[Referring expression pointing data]
++++++++++++++++++++
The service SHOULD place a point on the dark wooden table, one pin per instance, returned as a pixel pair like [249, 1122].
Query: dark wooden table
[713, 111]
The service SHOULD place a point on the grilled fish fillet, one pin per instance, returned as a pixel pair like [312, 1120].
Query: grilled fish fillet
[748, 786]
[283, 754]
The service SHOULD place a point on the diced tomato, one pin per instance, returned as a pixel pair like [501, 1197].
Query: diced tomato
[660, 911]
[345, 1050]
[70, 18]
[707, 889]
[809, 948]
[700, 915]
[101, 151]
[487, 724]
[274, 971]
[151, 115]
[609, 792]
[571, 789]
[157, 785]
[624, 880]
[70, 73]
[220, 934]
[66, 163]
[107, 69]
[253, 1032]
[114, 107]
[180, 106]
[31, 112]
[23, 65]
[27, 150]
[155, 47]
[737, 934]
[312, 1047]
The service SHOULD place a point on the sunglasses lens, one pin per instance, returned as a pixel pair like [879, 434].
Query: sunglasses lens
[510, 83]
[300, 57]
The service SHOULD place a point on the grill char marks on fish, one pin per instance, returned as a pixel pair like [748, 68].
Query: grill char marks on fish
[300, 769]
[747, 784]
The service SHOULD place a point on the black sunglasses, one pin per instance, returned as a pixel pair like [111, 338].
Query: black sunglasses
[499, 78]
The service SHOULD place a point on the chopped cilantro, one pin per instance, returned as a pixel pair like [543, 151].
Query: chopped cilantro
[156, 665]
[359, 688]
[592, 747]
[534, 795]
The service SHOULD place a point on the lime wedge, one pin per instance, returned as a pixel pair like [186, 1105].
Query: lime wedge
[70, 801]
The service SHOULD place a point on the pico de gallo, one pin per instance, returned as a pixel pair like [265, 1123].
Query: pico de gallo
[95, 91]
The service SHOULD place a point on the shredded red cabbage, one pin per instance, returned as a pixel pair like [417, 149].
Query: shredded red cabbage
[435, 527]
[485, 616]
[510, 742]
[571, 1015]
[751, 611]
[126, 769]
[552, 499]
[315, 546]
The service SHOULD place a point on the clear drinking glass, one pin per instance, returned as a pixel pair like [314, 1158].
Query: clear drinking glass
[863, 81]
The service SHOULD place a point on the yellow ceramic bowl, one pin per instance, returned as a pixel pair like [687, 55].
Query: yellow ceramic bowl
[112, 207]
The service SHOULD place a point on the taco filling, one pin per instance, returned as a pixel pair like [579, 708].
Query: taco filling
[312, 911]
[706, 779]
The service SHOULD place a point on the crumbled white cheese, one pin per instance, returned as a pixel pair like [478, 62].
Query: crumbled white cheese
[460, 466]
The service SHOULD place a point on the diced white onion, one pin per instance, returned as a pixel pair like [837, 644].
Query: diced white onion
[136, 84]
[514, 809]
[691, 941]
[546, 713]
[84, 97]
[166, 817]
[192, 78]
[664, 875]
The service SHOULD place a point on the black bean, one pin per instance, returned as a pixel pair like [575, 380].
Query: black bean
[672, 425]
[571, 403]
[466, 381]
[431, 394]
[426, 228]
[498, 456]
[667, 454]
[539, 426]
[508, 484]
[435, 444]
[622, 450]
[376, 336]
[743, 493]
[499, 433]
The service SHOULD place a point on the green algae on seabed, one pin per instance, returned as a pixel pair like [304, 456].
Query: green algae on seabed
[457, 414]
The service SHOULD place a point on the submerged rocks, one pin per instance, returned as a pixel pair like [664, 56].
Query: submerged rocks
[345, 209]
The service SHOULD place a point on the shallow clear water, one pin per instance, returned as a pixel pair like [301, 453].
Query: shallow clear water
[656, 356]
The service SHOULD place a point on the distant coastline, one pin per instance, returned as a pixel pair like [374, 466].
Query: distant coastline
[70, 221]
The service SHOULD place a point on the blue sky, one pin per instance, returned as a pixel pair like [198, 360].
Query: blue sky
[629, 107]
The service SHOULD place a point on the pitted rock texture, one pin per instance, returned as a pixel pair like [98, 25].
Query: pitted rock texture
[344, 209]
++++++++++++++++++++
- [EXERCISE GOAL] Transcribe the records above exactly, beginning at the line that contains "Query: submerged rocks" and ending with the line that contains "The service SHOULD place a point on the distant", both included, and nothing else.

- [TASK SOLUTION]
Query: submerged rocks
[345, 209]
The service SHOULD place a point on the shallow clear water, one pin per instance, returned as a pixel pair like [301, 453].
Query: shallow clear water
[656, 356]
The service SHOULD place a point on the distant coastline, one pin per instance, returned as a pixel pair like [374, 466].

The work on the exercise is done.